Exercises to complete:
1. Summarize the clustering question in two sentences.
2. Write the next part of the clustering question, picking up after its final line.

— Start Document —

What method should be used if the clusters contains different classes?

Question

Assume that you having $N$ clusters. Each cluster have multiple classes. So we know the class ID for every major clusters, but not the class ID for the data points inside the major clusters.

Each colour is its own class ID. E.g red can be class ID 1 and blue can be class ID 2. Assume that you are using Support Vector Machine to classify each major clusters. But in this case, SVM cannot classify each data point.

How should this be solved If I got $X$ number of points and I don't know which class they belong to, but I know which major cluster they fit in.

I found the major clusters with K-means clustering and then I'm using SVM with a linear kernel to find the mathematical expression how to classify each data point into the major clusters, but not succeed to find the class ID of the individual data points.

Do you have any suggestion?

— End Document —
— Start Information shown —

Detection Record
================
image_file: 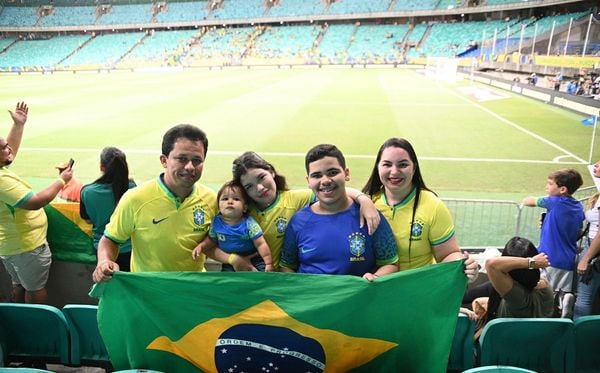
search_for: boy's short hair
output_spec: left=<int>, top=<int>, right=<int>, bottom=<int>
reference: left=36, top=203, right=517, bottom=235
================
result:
left=304, top=144, right=346, bottom=174
left=548, top=168, right=583, bottom=195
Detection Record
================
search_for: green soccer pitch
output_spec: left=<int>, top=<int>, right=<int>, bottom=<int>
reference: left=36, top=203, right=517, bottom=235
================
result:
left=0, top=68, right=600, bottom=201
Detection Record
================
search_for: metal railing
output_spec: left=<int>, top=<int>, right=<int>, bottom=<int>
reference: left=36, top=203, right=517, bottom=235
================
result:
left=443, top=187, right=596, bottom=250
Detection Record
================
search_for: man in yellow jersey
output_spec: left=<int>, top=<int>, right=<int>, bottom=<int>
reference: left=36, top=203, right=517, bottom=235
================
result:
left=0, top=102, right=73, bottom=303
left=93, top=124, right=217, bottom=282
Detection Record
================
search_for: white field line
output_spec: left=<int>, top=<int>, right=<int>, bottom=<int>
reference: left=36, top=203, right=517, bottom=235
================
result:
left=448, top=89, right=588, bottom=164
left=20, top=147, right=587, bottom=164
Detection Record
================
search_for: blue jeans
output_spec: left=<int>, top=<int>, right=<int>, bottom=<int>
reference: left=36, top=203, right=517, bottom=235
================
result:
left=573, top=245, right=600, bottom=319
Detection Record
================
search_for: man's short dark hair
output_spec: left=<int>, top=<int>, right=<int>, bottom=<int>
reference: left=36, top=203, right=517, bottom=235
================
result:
left=162, top=124, right=208, bottom=156
left=304, top=144, right=346, bottom=174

— End Information shown —

Answers for the exercise:
1. The poster has N clusters that each contain multiple classes, and knows the class ID of every major cluster but not of the data points inside them. Having found the major clusters with K-means and used an SVM with a linear kernel to assign points to them, the poster asks how to find the class ID of the individual data points.

2.
If it's correct that the information being clustered into major clusters is categorical, discrete or nominal, which it sounds like it is, then k-means is NOT the appropriate algorithm. K-means is intended for use with continuously scaled information, ideally at the interval scale level. A more appropriate routine for categorical information or mixtures of scales is latent class clustering as originally developed by academics like Clifford Clogg, James Coleman, William Dillon and James Heckman. If the data is massive, then see Dunson's recent work on Bayesian Pyramids. — user78229, Nov 02 '23 at 11:54

Dave · Accepted Answer · 2023-11-02T10:41:58.430

4

The trouble with your example is that these clusters are not particularly informative about the color you aim to predict. If one cluster were mostly blue, another mostly yelllow, etc, then the cluster (or the location in 2D space) would be informative about color/category. If your real work looks like the posted example, you probably do not have adequate data to make accurate predictions.

Distinct outcomes need to be different in the features for them to be distinguished from each other. Your example lacks this characteristic.

If there is a third feature (interpret it as being in and out of the image) and the colors in each cluster correspond to how far out of the image the points stick (might ot be the same for each color in each cluster), then knowing both the cluster (or just the $x$-$y$ coordinates) and the height might allow you to improve performance.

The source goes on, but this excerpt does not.